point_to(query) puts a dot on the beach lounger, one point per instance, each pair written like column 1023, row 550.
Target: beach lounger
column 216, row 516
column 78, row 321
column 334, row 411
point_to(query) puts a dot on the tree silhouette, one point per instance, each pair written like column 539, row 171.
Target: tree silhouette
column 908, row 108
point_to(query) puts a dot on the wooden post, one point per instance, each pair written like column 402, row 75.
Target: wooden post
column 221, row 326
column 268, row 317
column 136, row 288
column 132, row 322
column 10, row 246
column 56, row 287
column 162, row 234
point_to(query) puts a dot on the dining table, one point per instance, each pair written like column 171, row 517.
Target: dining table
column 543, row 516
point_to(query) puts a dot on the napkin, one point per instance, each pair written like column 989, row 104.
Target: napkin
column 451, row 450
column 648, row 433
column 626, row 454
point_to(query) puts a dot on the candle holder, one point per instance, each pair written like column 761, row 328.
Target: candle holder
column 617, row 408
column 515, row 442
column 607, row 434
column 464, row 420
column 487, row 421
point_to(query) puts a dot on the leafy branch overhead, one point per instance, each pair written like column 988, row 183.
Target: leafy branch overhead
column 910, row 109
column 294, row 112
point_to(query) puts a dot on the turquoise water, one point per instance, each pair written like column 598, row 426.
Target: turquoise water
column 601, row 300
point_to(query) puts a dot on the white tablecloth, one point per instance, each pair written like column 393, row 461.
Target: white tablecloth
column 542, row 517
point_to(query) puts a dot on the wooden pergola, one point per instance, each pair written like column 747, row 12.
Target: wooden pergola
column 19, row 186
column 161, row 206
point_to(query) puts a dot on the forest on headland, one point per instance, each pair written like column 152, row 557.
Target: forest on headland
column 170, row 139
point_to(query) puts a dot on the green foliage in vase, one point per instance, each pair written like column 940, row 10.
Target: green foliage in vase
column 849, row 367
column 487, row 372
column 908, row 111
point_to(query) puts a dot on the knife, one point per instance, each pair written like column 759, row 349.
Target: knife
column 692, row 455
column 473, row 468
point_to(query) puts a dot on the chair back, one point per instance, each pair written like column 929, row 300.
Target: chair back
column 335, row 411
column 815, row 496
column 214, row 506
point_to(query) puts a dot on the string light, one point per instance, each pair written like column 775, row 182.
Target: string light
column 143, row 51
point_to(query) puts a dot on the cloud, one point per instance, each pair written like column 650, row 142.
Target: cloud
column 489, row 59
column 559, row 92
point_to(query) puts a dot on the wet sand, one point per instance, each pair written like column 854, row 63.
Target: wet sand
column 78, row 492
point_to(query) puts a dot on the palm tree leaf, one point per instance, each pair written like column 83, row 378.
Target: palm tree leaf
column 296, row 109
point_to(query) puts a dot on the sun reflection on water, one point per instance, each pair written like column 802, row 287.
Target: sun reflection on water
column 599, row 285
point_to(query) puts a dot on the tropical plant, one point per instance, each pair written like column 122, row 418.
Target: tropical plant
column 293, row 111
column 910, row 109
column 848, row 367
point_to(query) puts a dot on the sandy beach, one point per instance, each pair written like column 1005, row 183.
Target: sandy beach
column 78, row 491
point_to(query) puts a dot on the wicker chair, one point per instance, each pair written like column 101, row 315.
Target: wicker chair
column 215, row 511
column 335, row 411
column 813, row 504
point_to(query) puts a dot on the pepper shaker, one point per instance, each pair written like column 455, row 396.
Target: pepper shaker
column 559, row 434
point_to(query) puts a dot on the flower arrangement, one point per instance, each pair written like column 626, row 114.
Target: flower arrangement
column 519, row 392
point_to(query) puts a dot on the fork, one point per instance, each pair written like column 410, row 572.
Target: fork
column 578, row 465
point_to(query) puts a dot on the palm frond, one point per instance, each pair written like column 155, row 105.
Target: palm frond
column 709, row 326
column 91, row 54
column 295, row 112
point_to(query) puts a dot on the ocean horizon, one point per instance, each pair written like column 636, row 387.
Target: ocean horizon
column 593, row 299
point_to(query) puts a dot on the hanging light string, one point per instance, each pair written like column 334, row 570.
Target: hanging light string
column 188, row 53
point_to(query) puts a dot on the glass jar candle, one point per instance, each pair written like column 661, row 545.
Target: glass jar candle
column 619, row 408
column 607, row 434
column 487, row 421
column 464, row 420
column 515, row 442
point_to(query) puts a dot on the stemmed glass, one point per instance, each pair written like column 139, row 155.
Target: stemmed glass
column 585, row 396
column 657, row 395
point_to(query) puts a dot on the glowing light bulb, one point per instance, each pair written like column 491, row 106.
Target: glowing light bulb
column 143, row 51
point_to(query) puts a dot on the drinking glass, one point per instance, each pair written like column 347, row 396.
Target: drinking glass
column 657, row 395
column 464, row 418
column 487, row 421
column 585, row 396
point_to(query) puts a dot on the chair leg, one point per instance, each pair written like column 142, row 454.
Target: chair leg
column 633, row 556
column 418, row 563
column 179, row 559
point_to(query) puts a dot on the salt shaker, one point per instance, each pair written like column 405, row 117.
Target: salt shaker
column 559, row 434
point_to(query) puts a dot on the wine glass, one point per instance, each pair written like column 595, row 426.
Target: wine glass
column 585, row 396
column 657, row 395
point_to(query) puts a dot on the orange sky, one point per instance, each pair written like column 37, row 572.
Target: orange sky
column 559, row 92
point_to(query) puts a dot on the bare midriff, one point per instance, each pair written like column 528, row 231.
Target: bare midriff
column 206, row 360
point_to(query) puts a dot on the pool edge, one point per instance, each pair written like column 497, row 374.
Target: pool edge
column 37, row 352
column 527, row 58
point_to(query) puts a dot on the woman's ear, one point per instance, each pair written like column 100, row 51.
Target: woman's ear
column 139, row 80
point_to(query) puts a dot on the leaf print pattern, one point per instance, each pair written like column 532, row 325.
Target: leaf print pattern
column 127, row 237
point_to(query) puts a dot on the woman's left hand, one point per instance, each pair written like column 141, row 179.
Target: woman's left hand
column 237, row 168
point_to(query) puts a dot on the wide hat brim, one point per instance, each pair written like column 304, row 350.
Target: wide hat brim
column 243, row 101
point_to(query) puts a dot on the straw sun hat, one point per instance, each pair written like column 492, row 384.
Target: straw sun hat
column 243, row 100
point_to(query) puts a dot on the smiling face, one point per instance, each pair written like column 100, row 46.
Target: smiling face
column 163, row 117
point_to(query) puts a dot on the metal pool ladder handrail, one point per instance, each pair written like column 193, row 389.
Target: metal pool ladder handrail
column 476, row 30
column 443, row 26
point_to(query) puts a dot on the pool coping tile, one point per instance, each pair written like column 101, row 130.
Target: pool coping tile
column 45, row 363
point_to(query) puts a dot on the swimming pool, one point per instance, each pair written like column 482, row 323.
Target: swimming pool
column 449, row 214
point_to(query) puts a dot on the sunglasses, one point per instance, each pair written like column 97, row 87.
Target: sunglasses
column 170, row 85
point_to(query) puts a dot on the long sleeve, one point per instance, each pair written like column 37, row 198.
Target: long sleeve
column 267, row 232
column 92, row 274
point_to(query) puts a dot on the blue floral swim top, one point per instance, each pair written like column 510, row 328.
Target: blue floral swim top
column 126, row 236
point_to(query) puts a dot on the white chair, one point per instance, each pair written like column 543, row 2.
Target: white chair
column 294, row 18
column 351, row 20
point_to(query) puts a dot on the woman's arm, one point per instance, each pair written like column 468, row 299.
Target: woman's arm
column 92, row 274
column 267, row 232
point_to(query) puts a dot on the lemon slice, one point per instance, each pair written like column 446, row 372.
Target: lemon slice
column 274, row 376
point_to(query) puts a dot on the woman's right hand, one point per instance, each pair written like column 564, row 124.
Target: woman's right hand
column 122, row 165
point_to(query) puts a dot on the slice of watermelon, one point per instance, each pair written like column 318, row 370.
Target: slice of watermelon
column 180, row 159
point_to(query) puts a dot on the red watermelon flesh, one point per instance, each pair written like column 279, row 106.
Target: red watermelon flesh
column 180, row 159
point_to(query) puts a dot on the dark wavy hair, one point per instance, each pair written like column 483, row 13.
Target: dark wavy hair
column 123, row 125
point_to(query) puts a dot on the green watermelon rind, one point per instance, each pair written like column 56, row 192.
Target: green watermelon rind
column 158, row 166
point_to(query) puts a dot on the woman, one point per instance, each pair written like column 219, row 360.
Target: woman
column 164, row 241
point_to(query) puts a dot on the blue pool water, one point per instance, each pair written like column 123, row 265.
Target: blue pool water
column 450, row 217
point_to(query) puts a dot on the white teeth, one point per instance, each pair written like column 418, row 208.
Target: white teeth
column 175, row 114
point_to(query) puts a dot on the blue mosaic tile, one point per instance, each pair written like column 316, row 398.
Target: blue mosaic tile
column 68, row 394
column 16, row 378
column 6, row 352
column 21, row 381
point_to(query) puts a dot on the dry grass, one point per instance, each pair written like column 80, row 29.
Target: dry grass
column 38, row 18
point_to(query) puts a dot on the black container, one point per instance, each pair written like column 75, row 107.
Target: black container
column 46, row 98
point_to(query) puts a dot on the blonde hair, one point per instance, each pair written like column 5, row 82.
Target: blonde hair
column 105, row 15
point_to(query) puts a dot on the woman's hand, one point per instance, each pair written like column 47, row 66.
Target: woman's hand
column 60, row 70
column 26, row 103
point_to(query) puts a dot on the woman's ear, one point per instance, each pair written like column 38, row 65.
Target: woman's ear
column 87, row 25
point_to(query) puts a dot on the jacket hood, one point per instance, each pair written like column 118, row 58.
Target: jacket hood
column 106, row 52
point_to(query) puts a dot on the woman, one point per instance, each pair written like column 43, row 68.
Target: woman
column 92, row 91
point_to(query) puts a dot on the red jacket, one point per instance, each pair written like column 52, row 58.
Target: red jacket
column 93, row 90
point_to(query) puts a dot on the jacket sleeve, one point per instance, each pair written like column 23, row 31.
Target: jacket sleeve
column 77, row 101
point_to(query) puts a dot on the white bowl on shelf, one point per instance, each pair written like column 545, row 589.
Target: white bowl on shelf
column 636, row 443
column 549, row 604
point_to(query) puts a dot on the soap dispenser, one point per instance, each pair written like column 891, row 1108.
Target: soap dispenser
# # #
## Exercise directions
Lay out the lines of the records above as a JSON list of strings, one string per line, from the line with "point_to(query) puts a dot on the string" up to and including the line with "column 848, row 367". Leave out any blank lines.

## Output of the exercise
[
  "point_to(query) puts a dot on the string light, one point per instance, each pair written like column 775, row 182.",
  "Target: string light",
  "column 143, row 51",
  "point_to(query) puts a dot on the cloud, one point per instance, each pair written like column 650, row 142.",
  "Target: cloud",
  "column 489, row 59",
  "column 559, row 92",
  "point_to(query) puts a dot on the wet sand, one point per instance, each pair written like column 854, row 63.",
  "Target: wet sand",
  "column 78, row 492",
  "point_to(query) puts a dot on the palm tree leaf, one point per instance, each pair written like column 83, row 378.",
  "Target: palm tree leaf",
  "column 296, row 109",
  "point_to(query) puts a dot on the sun reflection on water, one point per instance, each pair written like column 802, row 287.",
  "Target: sun reflection on water",
  "column 599, row 285",
  "point_to(query) puts a dot on the tropical plant, one point per instance, each pair written like column 122, row 418.",
  "Target: tropical plant",
  "column 293, row 111",
  "column 910, row 109",
  "column 848, row 367"
]